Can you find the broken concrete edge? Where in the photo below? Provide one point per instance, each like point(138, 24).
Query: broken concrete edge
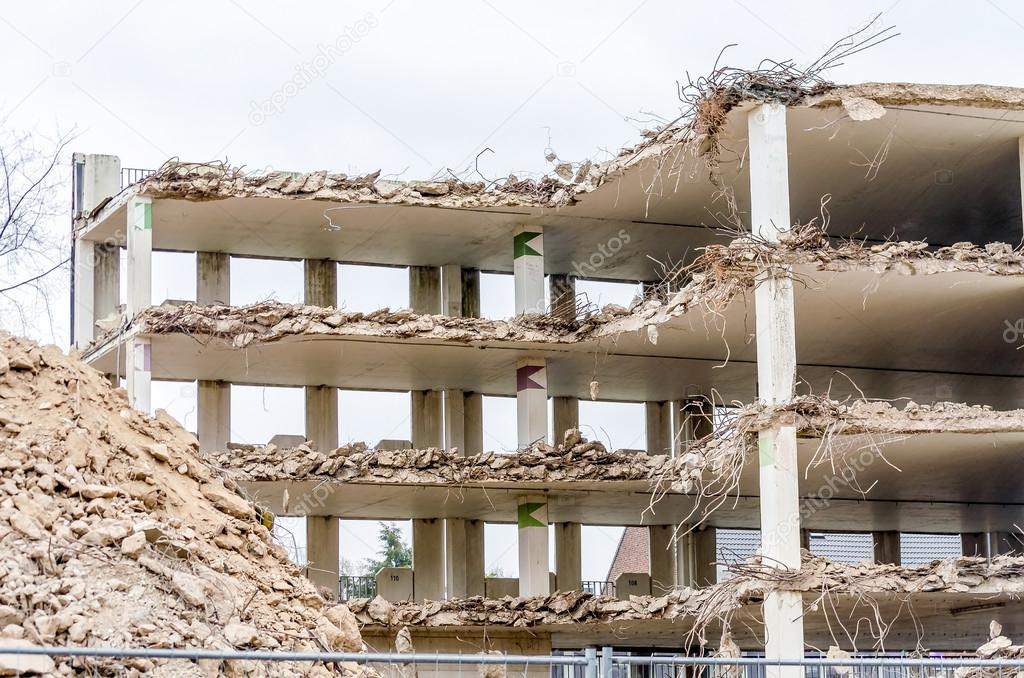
point(720, 274)
point(1003, 577)
point(216, 180)
point(574, 460)
point(710, 466)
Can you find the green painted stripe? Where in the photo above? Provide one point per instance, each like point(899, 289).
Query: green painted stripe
point(526, 517)
point(520, 245)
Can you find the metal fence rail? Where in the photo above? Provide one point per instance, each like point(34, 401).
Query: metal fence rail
point(587, 664)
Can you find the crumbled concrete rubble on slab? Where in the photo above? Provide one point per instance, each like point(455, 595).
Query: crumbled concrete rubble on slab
point(114, 533)
point(573, 460)
point(717, 278)
point(751, 583)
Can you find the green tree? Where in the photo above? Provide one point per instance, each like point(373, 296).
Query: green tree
point(394, 552)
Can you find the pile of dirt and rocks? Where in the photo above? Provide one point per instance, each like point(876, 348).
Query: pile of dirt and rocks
point(576, 459)
point(115, 534)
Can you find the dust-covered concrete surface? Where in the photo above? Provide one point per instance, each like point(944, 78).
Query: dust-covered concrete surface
point(573, 460)
point(720, 274)
point(700, 608)
point(692, 135)
point(114, 533)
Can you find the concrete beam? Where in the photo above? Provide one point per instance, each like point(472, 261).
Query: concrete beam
point(323, 551)
point(139, 355)
point(532, 521)
point(473, 423)
point(658, 427)
point(213, 279)
point(887, 547)
point(425, 289)
point(428, 559)
point(470, 293)
point(427, 418)
point(320, 286)
point(531, 401)
point(322, 417)
point(568, 556)
point(213, 405)
point(776, 375)
point(527, 267)
point(663, 559)
point(565, 412)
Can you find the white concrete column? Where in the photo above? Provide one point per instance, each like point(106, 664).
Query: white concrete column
point(320, 282)
point(658, 427)
point(424, 289)
point(213, 279)
point(107, 281)
point(427, 419)
point(452, 290)
point(663, 558)
point(322, 417)
point(85, 305)
point(531, 400)
point(214, 415)
point(568, 556)
point(455, 420)
point(534, 578)
point(428, 559)
point(323, 551)
point(887, 548)
point(776, 375)
point(527, 266)
point(139, 353)
point(565, 412)
point(473, 423)
point(470, 293)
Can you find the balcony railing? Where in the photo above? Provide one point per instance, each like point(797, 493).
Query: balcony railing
point(598, 588)
point(356, 587)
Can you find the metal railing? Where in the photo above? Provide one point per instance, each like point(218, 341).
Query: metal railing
point(130, 175)
point(356, 587)
point(586, 664)
point(598, 588)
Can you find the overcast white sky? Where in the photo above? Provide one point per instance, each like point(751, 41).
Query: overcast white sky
point(413, 88)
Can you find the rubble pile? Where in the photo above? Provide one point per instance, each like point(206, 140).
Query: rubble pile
point(751, 582)
point(115, 534)
point(217, 180)
point(574, 460)
point(815, 416)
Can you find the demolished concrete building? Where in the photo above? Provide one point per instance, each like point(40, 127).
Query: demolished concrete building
point(869, 356)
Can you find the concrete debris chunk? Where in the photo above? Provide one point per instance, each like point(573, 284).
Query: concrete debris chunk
point(92, 553)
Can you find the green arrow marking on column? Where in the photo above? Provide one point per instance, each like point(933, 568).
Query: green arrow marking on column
point(520, 245)
point(526, 518)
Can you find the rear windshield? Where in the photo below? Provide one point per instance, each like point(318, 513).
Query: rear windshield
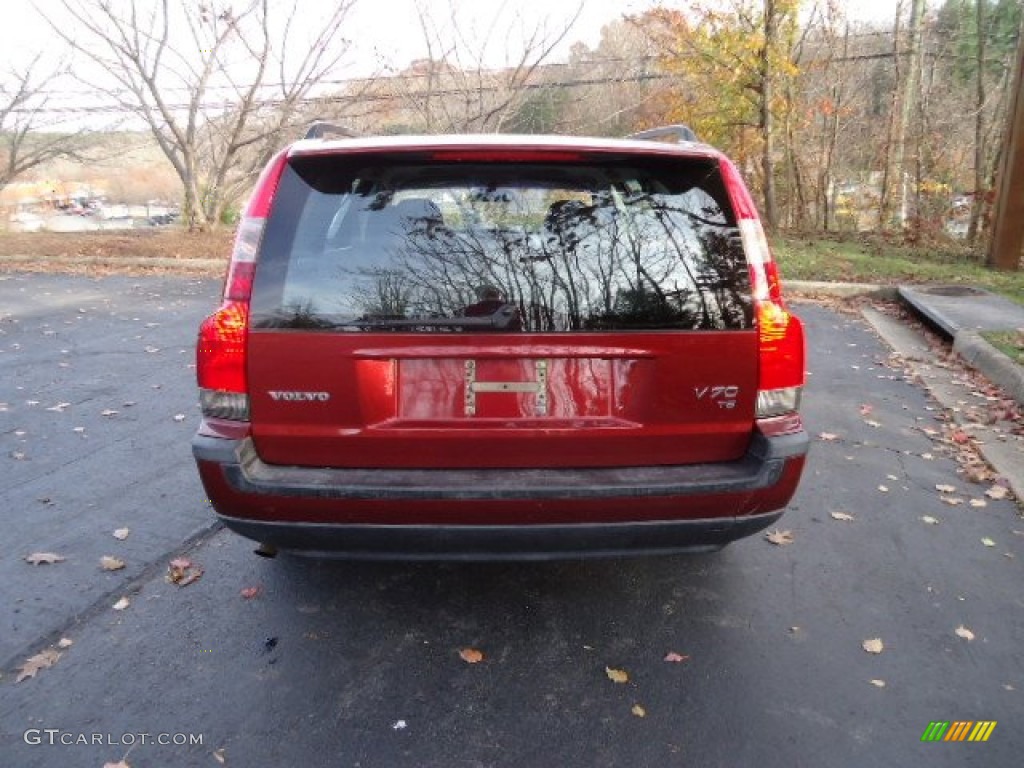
● ● ● ● ●
» **Objective**: Could you rewrite the entries, beginning at the line that has "Can you find the metal railing?" and stopping after the last of the entries, with "rubble pile" changed to "debris heap" and nothing else altered? Leave the pictures out.

» **Solution for this exercise**:
Can you find the metal railing? Where in the photo above? Provide one point per instance, each like point(218, 341).
Query: metal railing
point(130, 175)
point(356, 587)
point(586, 664)
point(598, 588)
Can you find the overcast white sky? Where in the photo above? Provide one point per instance, each like point(751, 41).
Query: overcast white sky
point(413, 88)
Can you find the debris heap? Where in the photo above? Provide one point per instance, each like point(206, 140).
Query: debris heap
point(751, 582)
point(115, 534)
point(217, 180)
point(574, 460)
point(815, 416)
Can you find the demolished concrete building? Where in the photo above? Provide one point per instance, each like point(40, 127).
Query: demolished concrete building
point(869, 356)
Can you find the concrete debris chunk? Where in the photo above? Provide one point per instance, each like point(573, 284).
Query: concrete debris chunk
point(92, 553)
Can you find the green arrow marking on column? Where in the photo above? Provide one point per instance, each like point(933, 568).
Query: green arrow marking on column
point(520, 245)
point(526, 518)
Can you find the rear windshield? Where in the photo below? Provide one point per instance, each like point(318, 513).
Query: rear windshield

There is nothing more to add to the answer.